→ **PROBLEM DETAILS**: For each line in the data that includes "below", make a copy.

→ **DATA PROVIDED**:

━━━━━━━━━━━━━━━━━━━━

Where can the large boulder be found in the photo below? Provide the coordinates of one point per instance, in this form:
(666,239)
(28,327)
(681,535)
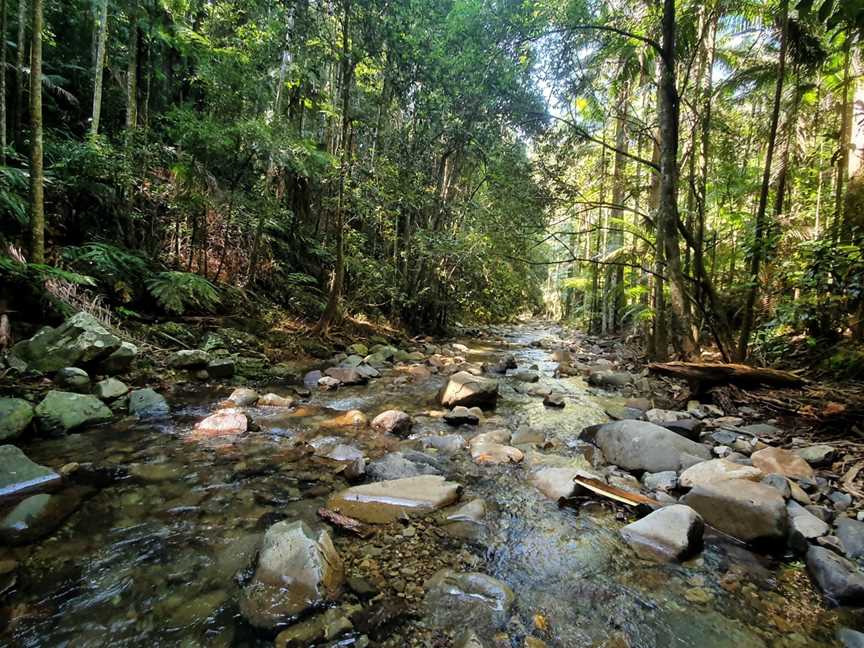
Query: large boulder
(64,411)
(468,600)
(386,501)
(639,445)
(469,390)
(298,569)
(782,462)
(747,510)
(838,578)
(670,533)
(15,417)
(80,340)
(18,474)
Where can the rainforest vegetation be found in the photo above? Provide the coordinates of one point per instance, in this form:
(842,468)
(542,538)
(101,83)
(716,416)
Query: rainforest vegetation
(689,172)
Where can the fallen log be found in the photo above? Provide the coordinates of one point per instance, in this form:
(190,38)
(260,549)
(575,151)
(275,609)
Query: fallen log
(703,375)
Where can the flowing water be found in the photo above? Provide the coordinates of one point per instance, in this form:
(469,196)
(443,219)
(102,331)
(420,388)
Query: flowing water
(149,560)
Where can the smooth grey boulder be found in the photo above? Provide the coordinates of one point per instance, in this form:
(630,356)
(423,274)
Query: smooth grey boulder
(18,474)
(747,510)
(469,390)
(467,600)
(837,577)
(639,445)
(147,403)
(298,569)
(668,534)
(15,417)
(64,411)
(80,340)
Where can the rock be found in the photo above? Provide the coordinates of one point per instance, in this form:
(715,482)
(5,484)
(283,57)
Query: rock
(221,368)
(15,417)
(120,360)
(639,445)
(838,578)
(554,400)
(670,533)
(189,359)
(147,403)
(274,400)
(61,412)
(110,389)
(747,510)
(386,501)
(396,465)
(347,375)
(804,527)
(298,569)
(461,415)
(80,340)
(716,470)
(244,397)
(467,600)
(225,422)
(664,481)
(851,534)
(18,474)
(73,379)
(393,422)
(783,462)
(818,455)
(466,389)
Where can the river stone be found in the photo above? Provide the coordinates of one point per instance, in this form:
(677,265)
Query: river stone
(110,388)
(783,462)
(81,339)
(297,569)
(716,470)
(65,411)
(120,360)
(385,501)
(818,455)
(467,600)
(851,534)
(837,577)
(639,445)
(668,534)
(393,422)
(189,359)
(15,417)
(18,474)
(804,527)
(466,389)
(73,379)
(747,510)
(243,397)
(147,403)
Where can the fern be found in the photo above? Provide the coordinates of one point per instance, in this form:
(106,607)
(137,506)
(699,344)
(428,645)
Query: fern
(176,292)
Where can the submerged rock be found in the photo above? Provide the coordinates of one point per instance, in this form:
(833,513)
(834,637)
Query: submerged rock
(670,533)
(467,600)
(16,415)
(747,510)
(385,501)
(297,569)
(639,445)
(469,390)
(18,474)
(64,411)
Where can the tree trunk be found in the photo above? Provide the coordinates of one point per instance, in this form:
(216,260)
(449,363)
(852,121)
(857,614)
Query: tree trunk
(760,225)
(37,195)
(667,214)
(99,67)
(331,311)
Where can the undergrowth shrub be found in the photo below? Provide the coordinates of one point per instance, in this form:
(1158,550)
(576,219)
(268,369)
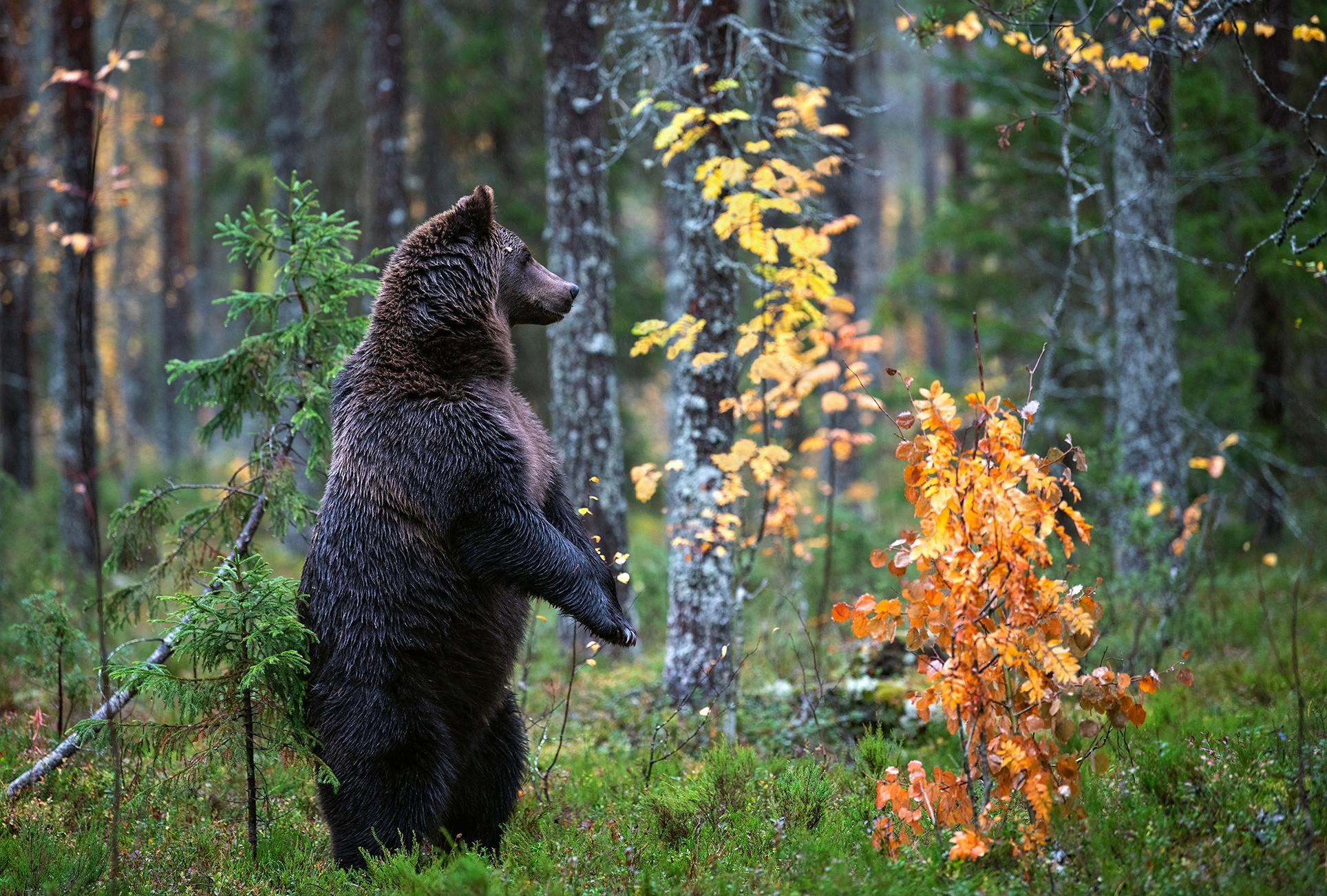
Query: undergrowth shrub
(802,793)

━━━━━━━━━━━━━━━━━━━━

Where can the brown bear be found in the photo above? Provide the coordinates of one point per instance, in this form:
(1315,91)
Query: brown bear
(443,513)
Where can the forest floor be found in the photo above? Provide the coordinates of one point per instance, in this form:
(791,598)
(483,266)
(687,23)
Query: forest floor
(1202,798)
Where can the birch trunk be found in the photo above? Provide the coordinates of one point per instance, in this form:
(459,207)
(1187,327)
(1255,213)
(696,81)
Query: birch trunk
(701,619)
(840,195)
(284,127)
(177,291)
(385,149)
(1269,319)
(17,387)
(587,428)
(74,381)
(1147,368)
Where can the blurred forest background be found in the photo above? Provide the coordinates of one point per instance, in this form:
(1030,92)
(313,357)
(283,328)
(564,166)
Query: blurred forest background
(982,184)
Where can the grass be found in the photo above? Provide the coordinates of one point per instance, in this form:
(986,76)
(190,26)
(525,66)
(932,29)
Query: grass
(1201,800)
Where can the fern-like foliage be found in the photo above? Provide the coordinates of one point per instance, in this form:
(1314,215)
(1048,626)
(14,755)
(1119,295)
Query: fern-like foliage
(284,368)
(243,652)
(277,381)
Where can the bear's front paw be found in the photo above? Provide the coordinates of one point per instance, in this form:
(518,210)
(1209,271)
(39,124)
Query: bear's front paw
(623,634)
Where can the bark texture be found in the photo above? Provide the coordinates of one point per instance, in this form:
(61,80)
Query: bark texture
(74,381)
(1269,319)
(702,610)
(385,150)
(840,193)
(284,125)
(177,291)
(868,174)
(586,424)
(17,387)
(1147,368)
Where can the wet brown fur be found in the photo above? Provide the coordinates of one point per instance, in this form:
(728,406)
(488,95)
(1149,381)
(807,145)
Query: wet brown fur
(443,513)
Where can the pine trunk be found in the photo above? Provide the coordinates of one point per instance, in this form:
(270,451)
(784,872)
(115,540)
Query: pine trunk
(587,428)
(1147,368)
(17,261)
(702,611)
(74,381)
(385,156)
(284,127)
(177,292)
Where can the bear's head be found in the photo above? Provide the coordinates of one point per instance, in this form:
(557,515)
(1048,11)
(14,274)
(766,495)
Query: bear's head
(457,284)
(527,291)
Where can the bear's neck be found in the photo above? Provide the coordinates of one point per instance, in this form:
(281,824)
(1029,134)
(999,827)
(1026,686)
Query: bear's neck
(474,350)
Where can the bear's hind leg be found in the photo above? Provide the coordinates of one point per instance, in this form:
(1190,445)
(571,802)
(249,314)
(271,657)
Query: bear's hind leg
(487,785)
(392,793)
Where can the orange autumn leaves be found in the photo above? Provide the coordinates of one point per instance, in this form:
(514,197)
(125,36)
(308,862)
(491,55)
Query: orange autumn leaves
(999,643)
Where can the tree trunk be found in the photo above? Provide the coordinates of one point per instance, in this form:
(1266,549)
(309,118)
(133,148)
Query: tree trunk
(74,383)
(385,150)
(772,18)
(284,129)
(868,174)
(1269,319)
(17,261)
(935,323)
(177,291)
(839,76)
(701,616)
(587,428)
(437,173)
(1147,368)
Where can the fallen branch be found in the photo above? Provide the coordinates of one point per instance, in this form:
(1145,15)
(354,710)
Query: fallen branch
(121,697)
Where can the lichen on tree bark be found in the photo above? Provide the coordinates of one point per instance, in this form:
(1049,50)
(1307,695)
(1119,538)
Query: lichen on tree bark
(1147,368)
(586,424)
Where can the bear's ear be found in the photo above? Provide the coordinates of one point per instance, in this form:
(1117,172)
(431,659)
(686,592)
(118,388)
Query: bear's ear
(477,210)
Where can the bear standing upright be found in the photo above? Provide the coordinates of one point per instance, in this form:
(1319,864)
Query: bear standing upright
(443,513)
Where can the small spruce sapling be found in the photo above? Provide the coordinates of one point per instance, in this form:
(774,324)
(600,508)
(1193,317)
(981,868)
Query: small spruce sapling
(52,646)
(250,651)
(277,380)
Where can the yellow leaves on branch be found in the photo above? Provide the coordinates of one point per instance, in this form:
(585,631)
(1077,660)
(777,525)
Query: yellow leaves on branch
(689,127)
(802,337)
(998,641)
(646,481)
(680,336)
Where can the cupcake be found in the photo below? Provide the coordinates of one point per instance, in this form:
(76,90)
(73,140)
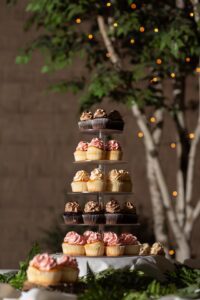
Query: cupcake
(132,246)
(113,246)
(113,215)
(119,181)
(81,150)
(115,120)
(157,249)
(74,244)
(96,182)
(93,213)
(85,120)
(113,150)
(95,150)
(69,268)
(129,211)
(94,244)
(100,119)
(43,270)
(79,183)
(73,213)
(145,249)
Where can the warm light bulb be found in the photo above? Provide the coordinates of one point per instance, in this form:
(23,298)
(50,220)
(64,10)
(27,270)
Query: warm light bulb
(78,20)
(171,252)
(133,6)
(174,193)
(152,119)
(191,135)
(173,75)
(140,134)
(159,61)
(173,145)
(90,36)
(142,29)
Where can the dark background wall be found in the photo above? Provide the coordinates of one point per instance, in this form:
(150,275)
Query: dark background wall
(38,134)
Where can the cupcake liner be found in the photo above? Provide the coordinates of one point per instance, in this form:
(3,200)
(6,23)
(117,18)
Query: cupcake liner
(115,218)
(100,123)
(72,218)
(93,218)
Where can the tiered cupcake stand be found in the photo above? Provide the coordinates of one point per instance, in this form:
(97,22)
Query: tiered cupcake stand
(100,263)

━━━━━━━━━━━━━━━━━━━━

→ **SOLUTION TO THIS PROBLEM**:
Where can the large boulder be found in the photo below? Provide the coordinates of one point per instance, in this form:
Where can the undergrowth shrub be found in the photo below? Provide the coordinates of one point per instance, in this form:
Where can the cupcake be found in the photo below? Provide the coordinates of one point per instance, in this form:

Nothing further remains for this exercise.